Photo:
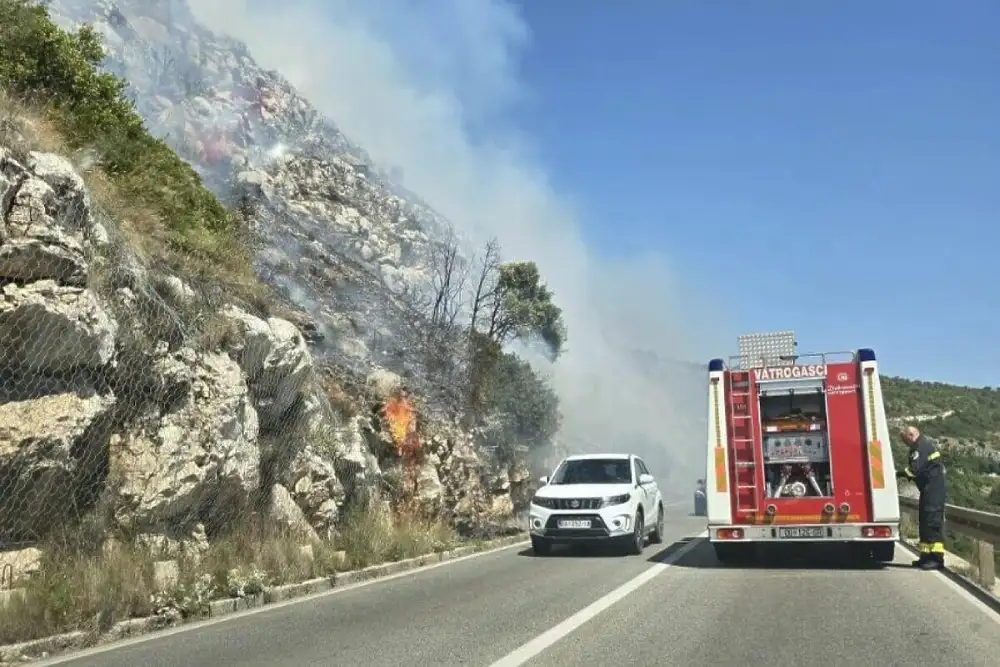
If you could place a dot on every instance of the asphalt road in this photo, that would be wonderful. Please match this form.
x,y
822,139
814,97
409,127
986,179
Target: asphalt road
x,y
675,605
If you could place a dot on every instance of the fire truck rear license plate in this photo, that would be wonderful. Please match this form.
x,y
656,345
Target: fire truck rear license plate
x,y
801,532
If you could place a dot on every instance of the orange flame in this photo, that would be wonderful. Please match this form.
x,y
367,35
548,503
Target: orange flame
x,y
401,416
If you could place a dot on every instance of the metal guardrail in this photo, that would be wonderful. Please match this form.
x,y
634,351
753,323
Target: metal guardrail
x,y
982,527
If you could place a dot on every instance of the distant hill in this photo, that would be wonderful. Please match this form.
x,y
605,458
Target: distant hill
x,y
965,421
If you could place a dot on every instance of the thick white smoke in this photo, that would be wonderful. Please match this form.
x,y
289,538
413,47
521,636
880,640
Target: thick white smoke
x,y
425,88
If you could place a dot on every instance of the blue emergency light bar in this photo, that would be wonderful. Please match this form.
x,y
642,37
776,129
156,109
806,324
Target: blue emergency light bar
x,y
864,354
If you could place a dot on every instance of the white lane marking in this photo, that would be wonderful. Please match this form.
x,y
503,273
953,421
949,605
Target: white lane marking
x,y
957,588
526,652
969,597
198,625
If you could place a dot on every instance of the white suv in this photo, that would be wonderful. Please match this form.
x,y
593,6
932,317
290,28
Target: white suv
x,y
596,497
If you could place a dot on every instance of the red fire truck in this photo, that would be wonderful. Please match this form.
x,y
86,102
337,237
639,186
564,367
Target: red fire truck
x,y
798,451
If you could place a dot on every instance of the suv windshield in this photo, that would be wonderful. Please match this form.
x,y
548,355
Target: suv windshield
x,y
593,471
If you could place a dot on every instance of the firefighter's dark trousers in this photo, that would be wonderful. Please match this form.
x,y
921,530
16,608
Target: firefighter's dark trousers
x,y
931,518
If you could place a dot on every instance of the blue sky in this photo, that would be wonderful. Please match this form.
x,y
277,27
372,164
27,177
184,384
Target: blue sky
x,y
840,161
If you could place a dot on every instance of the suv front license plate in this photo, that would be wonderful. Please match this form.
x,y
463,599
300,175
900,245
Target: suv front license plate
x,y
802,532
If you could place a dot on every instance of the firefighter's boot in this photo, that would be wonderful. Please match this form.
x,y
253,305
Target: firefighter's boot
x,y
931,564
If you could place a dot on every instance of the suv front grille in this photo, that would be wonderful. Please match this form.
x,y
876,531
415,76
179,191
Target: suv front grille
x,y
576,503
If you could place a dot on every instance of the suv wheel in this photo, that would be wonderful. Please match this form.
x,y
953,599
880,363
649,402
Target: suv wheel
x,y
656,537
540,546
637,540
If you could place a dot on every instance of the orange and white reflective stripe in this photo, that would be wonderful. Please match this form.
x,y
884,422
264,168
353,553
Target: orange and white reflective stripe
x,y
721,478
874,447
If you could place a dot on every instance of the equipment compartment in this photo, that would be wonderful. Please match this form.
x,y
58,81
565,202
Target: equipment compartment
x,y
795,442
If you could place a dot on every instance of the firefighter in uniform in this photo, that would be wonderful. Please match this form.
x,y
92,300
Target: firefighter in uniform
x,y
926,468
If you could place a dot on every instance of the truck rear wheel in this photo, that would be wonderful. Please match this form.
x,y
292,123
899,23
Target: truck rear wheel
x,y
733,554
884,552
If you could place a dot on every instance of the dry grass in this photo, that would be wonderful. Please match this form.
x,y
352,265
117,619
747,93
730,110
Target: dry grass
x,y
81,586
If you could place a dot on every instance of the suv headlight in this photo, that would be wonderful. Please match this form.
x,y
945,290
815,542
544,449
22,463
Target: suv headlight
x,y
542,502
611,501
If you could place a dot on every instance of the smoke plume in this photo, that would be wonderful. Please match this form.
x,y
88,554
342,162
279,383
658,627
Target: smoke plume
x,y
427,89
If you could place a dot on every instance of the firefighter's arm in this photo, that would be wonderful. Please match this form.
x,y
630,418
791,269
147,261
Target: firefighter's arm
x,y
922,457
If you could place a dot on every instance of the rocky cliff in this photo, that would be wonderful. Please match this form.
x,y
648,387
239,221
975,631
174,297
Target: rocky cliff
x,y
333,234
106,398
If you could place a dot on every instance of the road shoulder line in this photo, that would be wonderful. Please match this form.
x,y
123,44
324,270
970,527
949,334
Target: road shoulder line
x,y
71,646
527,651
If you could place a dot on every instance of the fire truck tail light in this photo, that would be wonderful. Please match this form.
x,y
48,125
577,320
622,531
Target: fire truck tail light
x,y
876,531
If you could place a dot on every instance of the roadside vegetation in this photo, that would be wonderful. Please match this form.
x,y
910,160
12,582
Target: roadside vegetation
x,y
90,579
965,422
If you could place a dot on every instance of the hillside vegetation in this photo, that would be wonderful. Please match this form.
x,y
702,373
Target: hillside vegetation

Do this: Extract exactly the lines between the line containing "the dry grass" and the end of the data, including both.

Answer to the problem:
If you could place a dot on every instance of the dry grass in this photo, that would be wonderful. Please match this form.
x,y
352,265
117,619
747,93
730,110
Target: dry grass
x,y
81,586
If you could place a dot on every instance of the suv headlight in this photo, that would be wonderful. Please match this form.
x,y
945,290
815,542
544,449
22,463
Target: suv headlight
x,y
542,502
611,501
If you could place a dot on every instance of the smoke plume in this photo, that would be wonderful. Please match this form.
x,y
88,554
342,162
279,383
658,627
Target: smoke plume
x,y
427,89
If you could place a dot on every instance of the firefighter's arm in this photo, that would be wonderful. Please match this form.
x,y
630,418
791,269
147,261
Target: firefighter's arm
x,y
922,457
If you could place a dot on every instance of the rocky cliff in this photo, that would be wonderful. Please match this form.
x,y
648,387
239,221
975,631
174,297
Target: rocky cliff
x,y
333,234
106,398
If you could place a dot on every instance of the road shoulder line in this photo, that would be wonderful. Please match this form.
x,y
123,44
324,270
970,527
949,334
Target: road shoulder line
x,y
71,646
527,651
If you could place a dot on every instance of the fire truck tail light in this photo, that would be wonderful. Please match this form.
x,y
48,125
577,320
622,531
Target: fire truck tail light
x,y
876,531
If you could place a dot on every instance of the roadside vegetation in this photo, that would be wonderful. Please match this form.
x,y
910,160
12,582
Target: roadside vegetation
x,y
90,579
965,422
If you could place a dot on every instance of the hillside vegetation in this photo, that would be wonderful. Please match this form.
x,y
702,373
Target: hillside vegetation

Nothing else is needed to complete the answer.